Task brief
Starting at the first line of the data below, repeat each line word for word up to and including the line with "Target: cabinet knob".

Available data
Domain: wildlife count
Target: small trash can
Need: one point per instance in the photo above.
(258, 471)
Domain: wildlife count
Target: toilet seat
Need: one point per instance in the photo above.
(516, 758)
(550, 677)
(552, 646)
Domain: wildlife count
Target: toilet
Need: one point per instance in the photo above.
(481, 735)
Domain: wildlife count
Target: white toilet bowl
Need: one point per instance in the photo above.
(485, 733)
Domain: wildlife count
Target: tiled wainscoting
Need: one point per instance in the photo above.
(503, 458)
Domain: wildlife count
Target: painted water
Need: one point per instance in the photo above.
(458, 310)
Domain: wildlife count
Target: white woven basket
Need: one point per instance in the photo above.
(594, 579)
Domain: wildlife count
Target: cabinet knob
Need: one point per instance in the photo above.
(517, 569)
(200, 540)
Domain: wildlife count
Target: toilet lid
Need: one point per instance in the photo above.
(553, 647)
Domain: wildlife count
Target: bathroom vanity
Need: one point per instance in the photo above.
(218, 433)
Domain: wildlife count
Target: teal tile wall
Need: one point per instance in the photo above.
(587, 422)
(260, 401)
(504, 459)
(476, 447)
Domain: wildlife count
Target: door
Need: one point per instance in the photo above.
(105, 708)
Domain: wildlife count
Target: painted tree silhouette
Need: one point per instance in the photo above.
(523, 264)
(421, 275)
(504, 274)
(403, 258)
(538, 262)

Response below
Domain: wildlife count
Target: small trash can
Need: one point per instance in the photo above.
(258, 471)
Domain: wildlife count
Target: toilet seat
Need: one point per instance in the photo above.
(516, 758)
(550, 677)
(552, 646)
Domain: wildlife count
Target: toilet
Need: one point per instance in the photo above.
(481, 735)
Domain: wildlife count
Target: white toilet bowl
Need: one point per instance in the photo above.
(485, 733)
Domain: wildlife count
Target: tiled wainscoting
Need: one point per instance in the photo above.
(503, 458)
Domain: wildlife count
Target: painted water
Need: one point per instance in the photo above.
(458, 310)
Domain: wildlife count
Target: white woven basket
Need: one point per instance in the photo above.
(594, 579)
Domain: wildlife count
Target: cabinet knob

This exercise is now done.